→ Aufgabe A
Schreib aus dem Text über den Genitiv bei Ortsnamen den Abschnitt Wort für Wort ab, beginnend mit „Geht mit wie“ und weiter bis einschließlich „Themen entwickeln können.“.
→ Aufgabe B
Führe die Forumsdiskussion über den Genitiv bei Ortsnamen im Anschluss an ihren letzten Satz weiter.

→ Angezeigter Text
• • • •

Das ist aber auch nebensächlich, weil "Kundus" im ursprünglichen Satz nicht im Genitiv sondern im Nominativ steht.


----------



## Kajjo

Geht mit wie Demiurg: "Die Straßen Paris" klingen unvollständig, dagegen "die Straßen Londons" völlig in Ordnung. Die Genitiv-Markierung muss mein Ohr schon geboten bekommen...

Aber richtig... war nur ein interessantes Nebenthema... und genau das macht dieses Forum ja so spannend: Dass sich aus eigentlich harmlosen Fragen solche Themen entwickeln können.


----------



## Schimmelreiter

berndf said:


> Wie ist es bei _der Fall Königsbergs?_


Das Problem ist der ungebeugte postponierte Genitiv. _Kundus' Fall _geht. Andersrum drängt es mich, _der Fall Kundi _zu sagen. 

​Disclaimer: Mein Humor gleitet mitunter ins Abseitige.


----------



## Kajjo

Schimmelreiter said:


> Andersrum drängt es mich, _der Fall Kundi _zu sagen.


Ja, finde ich gut  Ich möchte auch den Genitiv hören, ja regelrecht spüren.


----------



## berndf

Kajjo said:


> Ja, finde ich gut  Ich möchte auch den Genitiv hören, ja regelrecht spüren.


Pashto hat aber keinen. Persisch auch nicht.


----------



## Demiurg

Schimmelreiter said:


> Bin ich der Einzige, den bei
> 
> _der Fall Kundus'
> die Straßen Paris'
> die Einwohner Leeds'
> __der Untergang Atlantis'
> die Ehefrau Max'
> 
> _ein ungutes Gefühl beschleicht?

• • • •

→ Daten
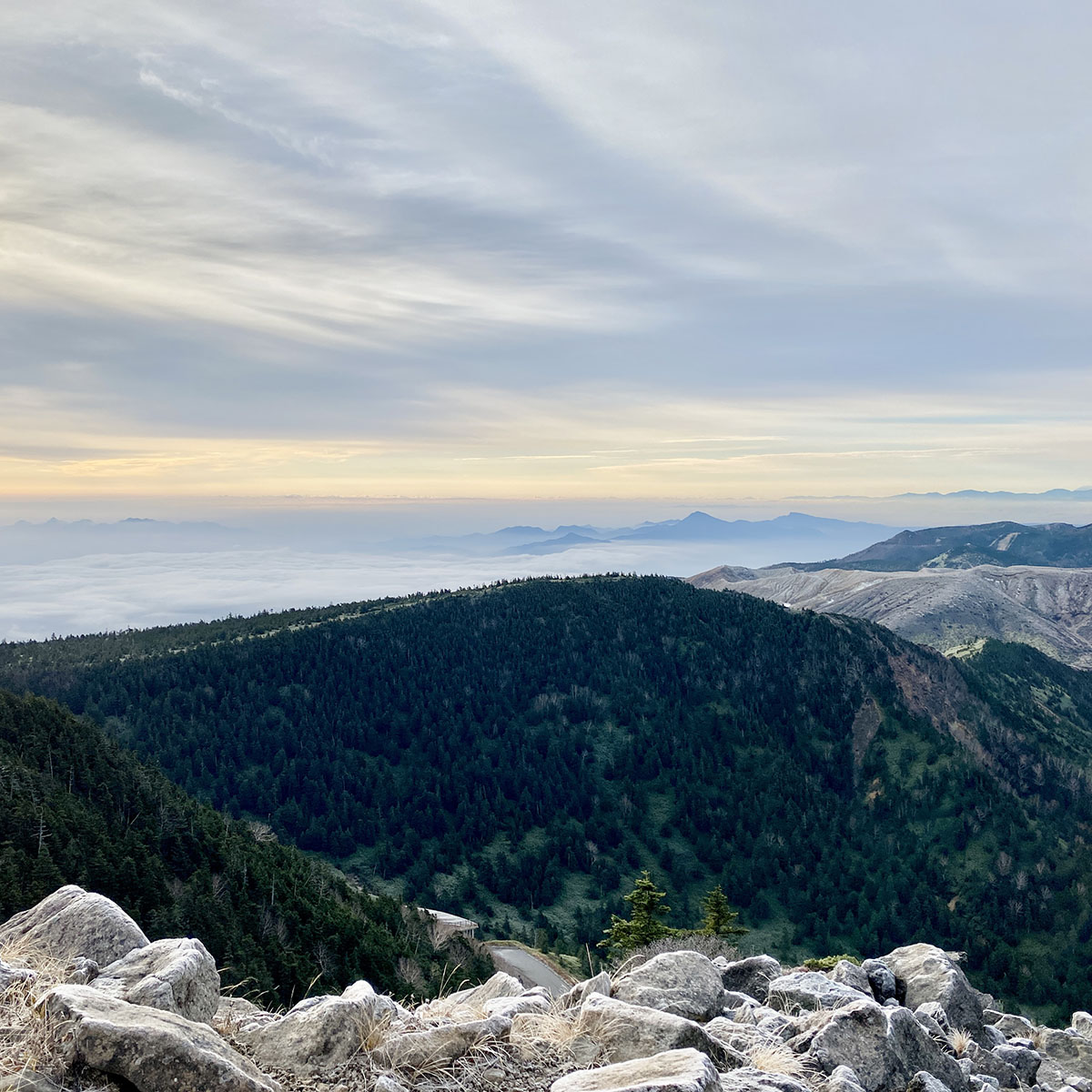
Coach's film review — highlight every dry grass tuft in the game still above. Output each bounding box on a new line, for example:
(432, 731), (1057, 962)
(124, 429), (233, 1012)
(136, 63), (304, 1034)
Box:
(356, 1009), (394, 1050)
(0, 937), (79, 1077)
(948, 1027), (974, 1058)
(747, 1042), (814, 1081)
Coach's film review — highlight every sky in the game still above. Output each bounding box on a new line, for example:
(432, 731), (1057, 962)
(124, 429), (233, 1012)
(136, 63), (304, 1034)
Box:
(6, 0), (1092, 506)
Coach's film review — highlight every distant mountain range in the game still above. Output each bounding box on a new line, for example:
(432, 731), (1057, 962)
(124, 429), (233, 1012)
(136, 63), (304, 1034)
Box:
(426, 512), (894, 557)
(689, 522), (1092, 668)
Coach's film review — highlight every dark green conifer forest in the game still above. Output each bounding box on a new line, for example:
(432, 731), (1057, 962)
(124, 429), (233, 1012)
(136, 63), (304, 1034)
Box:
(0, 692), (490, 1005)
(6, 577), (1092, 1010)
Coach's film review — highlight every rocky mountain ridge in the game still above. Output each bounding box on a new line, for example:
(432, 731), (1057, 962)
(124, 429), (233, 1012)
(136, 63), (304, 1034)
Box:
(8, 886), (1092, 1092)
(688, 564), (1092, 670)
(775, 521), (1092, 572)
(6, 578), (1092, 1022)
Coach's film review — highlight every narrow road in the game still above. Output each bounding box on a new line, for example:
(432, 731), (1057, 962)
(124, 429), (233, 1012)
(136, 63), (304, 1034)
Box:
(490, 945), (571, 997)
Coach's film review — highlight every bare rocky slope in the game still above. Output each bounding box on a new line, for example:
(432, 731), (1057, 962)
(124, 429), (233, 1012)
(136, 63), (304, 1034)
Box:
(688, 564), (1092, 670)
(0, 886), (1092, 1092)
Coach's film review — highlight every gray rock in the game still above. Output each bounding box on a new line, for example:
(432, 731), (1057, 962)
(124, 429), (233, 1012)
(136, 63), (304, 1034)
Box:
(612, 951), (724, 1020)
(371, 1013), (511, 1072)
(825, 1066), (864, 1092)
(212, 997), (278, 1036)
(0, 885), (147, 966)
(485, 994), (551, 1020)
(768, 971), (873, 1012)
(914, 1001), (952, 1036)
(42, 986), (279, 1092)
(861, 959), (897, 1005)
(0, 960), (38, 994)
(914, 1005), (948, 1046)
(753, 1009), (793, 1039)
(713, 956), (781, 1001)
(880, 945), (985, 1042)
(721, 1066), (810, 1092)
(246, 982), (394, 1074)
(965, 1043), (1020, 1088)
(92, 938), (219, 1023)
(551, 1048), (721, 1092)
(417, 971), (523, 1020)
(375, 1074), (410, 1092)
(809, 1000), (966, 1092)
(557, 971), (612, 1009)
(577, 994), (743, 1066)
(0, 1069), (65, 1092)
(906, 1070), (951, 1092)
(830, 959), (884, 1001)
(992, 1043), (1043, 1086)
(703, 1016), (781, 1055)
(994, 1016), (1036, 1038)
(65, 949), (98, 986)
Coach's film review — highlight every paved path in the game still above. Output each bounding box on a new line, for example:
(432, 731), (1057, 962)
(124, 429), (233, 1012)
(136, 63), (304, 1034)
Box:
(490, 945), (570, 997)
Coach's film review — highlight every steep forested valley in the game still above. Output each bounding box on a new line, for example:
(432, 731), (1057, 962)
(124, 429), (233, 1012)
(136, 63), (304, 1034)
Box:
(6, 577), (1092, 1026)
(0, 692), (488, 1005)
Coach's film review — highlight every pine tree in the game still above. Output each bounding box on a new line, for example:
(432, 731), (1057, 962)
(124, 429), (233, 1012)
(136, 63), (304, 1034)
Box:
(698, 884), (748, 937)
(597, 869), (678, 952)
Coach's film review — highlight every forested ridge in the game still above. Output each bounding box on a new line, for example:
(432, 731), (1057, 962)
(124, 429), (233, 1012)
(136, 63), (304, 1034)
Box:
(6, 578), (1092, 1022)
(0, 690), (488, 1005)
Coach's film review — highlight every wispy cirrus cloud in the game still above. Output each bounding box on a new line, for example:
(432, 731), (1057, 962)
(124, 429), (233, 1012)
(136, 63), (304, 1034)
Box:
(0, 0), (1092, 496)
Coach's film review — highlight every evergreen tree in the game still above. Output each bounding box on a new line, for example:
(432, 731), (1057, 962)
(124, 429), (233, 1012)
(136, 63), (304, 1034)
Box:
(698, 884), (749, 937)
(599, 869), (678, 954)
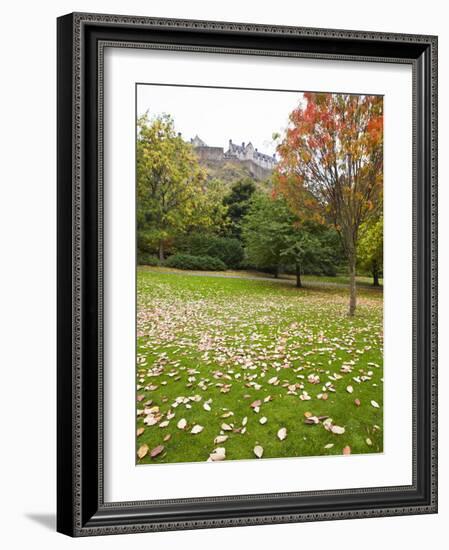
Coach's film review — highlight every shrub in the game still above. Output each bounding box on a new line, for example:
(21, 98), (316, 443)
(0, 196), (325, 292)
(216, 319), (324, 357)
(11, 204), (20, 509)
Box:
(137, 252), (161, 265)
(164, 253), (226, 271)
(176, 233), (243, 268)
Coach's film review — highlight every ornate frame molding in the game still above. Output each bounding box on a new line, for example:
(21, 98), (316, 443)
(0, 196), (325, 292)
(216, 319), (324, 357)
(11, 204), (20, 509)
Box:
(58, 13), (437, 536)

• • • •

→ Antwort A
Geht mit wie Demiurg: "Die Straßen Paris" klingen unvollständig, dagegen "die Straßen Londons" völlig in Ordnung. Die Genitiv-Markierung muss mein Ohr schon geboten bekommen...

Aber richtig... war nur ein interessantes Nebenthema... und genau das macht dieses Forum ja so spannend: Dass sich aus eigentlich harmlosen Fragen solche Themen entwickeln können.

→ Antwort B
Ich denke, bei den einzelnen Beispielen gibt es graduelle Unterschiede in der Akzeptanz.  _Die Ehefrau Max'_ klingt in meinen Ohren fürchterlich, während ich _der Untergang Atlantis'_ durchaus akzeptabel finde.  Dazu gibt es auch ein paar Fundstellen bei Google Books.


----------



## Gernot Back

Dupon said:


> Der Fall Kundus: Die Tötung von Zivilisten im Krieg ist kaum strafbar – aber dennoch Unrecht
> 
> I know Kundus is a place in Afghanistan, here is it a Genitiv? Why it is not Der Fall Kunduses?


No, it's nominative. _Kundus _(in the nominative case) is in apposition to _der Fall_.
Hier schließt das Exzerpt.